POSTAWIONE ZADANIE 1:
Przepisz wiersze listingu od wiersza z „tire in the photo above.” aż do wiersza z „[0,0,91,111]” włącznie, podstawiając „coat” w miejsce „jacket”. Wszystko inne pozostaw bez zmian.

........

Konkludując. „Legenda” Wisły Kraków, Leszek Snopkowski, powinien brać pod uwagę, że kiedyś nadejdzie czas zwykłej sprawiedliwości. W wywiadzie dla WislaLive.pl „pokrzywdzony” płk MO L. Snopkowski ujawnił w lipcu 2012 roku swoje motywacje: Bycie piłkarzem pomagało w każdym razie w codziennej egzystencji, na przykład w znalezieniu lepszego zatrudnienia. W 1949 r. za mistrzostwo dostawało się kupon na jakieś materiały albo walizkę skórzaną robioną gdzieś na terenie zakładu karnego, bo wtedy Wisła była już w gwardyjskich szeregach. Były czasem drobne pieniądze, ale były tak małe, że można o tym zapomnieć. Mieliśmy jakieś przywileje, korzyści, ułatwienia przy zakupie różnych trudniej dostępnych artykułów. „Konsumy” na przykład to były przedsiębiorstwa przy Ministerstwie Spraw Wewnętrznych czy Milicji. Mogliśmy się tam zaopatrzyć w jakiś bardziej atrakcyjny towar. Na pytanie, czy musiał przyjąć legitymację milicyjną, „bohater” Onet.pl odparł: Nie, nie. Często było tak, nie tylko w Wiśle, że piłkarze byli zatrudnieni w milicyjnych oddziałach, w milicyjnych biurach, krótko mówiąc, byli na milicyjnych etatach.
Wybraliście, to ponoście konsekwencje!

........

POSTAWIONE ZADANIE 2:
Co według tekstu o Leszku Snopkowskim dostawało się w 1949 roku za mistrzostwo?

DANE DO PRZETWORZENIA:
........

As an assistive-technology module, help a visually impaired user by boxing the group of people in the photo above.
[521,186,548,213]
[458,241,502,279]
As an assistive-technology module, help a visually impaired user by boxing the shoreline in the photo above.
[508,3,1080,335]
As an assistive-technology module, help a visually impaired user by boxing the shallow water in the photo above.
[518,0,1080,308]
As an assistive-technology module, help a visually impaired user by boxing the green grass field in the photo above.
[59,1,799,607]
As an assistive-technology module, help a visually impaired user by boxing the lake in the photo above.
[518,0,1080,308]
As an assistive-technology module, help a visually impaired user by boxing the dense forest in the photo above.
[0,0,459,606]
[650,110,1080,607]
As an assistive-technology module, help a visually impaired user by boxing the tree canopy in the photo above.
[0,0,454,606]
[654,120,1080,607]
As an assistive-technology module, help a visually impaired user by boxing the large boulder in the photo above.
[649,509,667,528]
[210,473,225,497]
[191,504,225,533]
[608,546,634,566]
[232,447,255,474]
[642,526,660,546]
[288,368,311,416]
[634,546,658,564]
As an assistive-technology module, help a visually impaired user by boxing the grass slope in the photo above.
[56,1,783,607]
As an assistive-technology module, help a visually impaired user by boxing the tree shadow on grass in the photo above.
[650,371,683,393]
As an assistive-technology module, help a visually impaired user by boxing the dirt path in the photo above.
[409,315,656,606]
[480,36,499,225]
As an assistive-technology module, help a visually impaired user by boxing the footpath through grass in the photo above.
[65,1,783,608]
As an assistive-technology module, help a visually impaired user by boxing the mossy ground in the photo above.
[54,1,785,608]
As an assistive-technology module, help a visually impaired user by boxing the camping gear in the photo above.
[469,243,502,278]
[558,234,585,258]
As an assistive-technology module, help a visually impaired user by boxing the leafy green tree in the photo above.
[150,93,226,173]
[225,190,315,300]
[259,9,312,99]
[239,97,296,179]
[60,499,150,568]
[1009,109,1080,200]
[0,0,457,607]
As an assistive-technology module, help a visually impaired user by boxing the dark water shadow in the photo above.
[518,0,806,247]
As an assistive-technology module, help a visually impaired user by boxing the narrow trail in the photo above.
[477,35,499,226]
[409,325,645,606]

........

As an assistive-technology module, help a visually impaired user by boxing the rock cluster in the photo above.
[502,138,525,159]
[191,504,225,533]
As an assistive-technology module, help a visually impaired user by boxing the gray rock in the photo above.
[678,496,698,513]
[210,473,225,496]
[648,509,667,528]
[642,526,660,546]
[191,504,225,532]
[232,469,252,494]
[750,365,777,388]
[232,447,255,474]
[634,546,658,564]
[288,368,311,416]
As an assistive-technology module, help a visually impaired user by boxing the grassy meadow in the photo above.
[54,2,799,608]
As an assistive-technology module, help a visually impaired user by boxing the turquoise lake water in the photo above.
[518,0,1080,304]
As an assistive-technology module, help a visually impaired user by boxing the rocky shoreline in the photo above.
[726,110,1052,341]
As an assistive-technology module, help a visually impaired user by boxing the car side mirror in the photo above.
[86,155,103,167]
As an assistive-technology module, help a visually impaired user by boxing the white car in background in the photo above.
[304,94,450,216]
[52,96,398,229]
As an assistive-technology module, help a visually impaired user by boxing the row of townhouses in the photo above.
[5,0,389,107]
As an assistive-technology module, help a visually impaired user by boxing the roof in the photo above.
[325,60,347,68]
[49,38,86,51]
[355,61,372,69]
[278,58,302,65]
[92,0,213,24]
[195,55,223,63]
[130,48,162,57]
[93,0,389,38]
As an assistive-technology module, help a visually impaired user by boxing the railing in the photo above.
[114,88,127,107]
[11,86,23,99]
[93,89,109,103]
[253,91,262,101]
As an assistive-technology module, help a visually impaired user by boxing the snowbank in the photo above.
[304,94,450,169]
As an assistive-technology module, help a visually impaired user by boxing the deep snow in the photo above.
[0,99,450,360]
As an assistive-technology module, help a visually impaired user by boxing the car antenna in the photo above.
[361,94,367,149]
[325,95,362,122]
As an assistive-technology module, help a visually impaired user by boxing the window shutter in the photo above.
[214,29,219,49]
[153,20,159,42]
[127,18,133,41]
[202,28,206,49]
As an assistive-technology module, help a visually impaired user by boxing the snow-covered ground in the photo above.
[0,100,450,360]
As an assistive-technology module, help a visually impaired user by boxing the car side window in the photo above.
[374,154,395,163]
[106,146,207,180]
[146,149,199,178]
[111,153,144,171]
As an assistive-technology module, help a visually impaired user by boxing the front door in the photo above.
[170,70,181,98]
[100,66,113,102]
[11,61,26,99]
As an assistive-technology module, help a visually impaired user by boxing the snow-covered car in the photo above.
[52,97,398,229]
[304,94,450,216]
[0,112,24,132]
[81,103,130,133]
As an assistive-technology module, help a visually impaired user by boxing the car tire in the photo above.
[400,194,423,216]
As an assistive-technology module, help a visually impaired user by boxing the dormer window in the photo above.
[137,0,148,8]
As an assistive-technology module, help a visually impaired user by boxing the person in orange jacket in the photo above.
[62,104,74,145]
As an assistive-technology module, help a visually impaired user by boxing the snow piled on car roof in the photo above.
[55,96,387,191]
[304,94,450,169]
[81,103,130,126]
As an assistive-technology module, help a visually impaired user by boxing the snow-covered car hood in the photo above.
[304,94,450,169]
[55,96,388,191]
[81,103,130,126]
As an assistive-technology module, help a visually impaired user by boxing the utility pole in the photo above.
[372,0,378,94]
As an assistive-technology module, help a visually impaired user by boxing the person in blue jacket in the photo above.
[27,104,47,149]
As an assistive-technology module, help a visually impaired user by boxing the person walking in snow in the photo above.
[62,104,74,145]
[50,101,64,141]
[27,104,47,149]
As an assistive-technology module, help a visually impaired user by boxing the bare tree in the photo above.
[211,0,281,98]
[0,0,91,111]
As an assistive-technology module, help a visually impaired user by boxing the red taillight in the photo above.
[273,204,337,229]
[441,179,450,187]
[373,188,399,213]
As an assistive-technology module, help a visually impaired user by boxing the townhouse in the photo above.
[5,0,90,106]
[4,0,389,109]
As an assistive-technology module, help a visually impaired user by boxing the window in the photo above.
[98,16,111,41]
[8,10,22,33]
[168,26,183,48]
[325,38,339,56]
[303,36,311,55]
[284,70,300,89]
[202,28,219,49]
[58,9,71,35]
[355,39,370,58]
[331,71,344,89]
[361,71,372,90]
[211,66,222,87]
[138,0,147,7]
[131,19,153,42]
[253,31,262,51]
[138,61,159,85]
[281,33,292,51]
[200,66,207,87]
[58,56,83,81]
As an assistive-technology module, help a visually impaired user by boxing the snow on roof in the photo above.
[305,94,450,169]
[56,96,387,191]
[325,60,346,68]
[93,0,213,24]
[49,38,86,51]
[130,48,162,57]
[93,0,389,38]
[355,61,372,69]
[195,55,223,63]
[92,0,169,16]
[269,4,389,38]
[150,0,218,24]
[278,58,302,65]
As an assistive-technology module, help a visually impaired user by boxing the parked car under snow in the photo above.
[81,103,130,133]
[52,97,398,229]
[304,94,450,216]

........

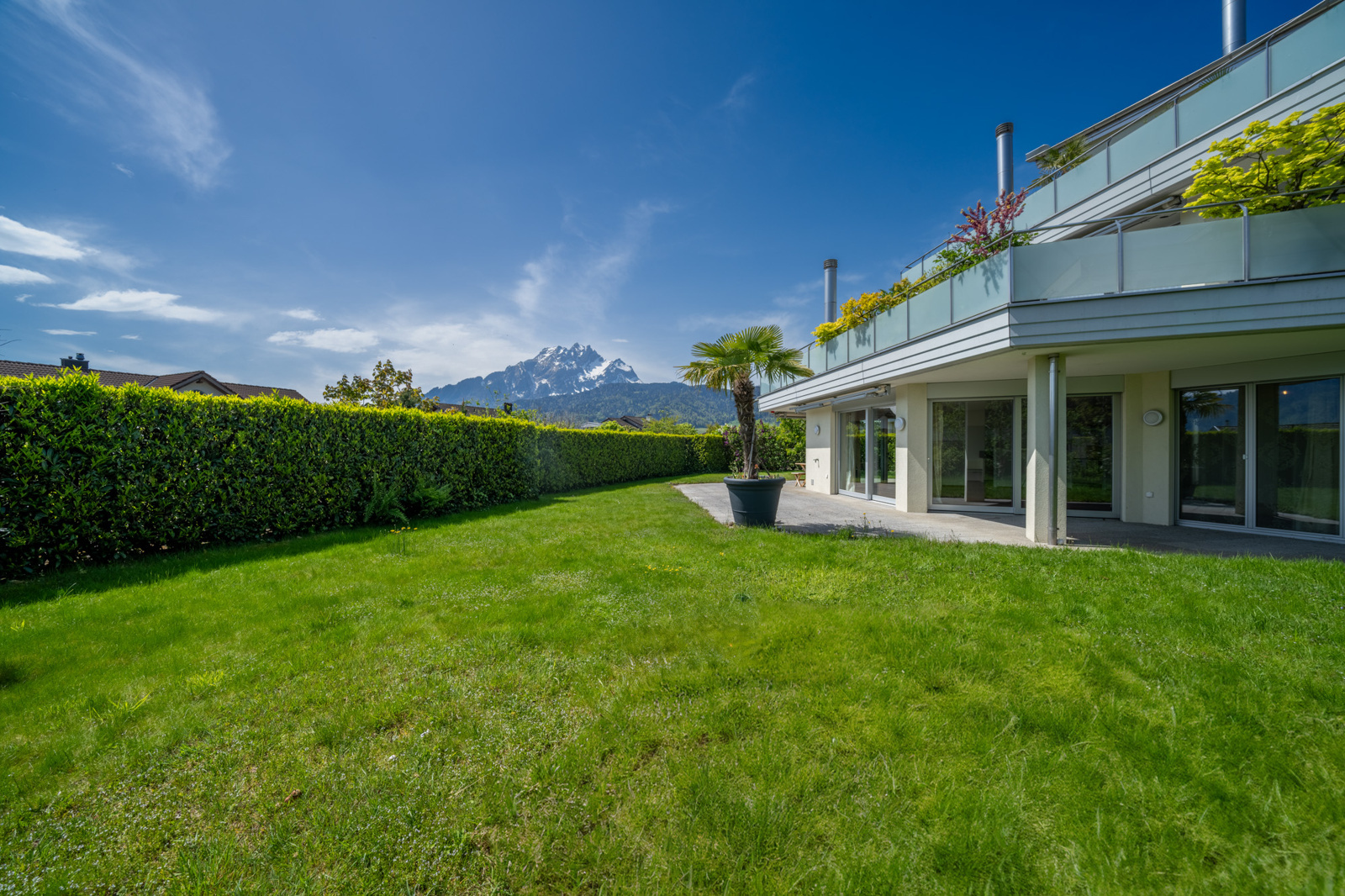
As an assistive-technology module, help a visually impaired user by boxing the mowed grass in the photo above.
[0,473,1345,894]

........

ROZWIĄZANIE ZADANIA 1:
As an assistive-technology module, help a visually impaired user by boxing the car tire in the photo above.
[400,194,423,216]
As an assistive-technology module, help a visually impaired user by boxing the dormer window in the photo above.
[137,0,148,8]
As an assistive-technology module, help a visually impaired user by boxing the person in orange coat in the photo above.
[62,104,74,145]
As an assistive-technology module, help a visually impaired user by boxing the snow piled on car roof in the photo above.
[55,96,387,191]
[304,94,450,169]
[81,103,130,126]
As an assistive-technology module, help a visually impaired user by boxing the snow-covered car hood in the photo above.
[304,94,450,169]
[55,96,388,191]
[81,103,130,126]
As an assistive-technology module, help a visually impaired user by boxing the utility pole in the photo above.
[372,0,378,94]
As an assistive-technology module, help a visually impaired user by boxing the person in blue coat in the photo above.
[27,104,47,149]
As an assistive-technology module, help a visually impaired user by boxing the person walking in snow in the photo above.
[62,104,74,145]
[50,101,64,141]
[27,104,47,149]
As an assistive-technology module, help a visually impaired user by boxing the bare tree in the photo above.
[211,0,281,98]
[0,0,91,111]

ROZWIĄZANIE ZADANIA 2:
Kupon na jakieś materiały albo skórzaną walizkę robioną gdzieś na terenie zakładu karnego.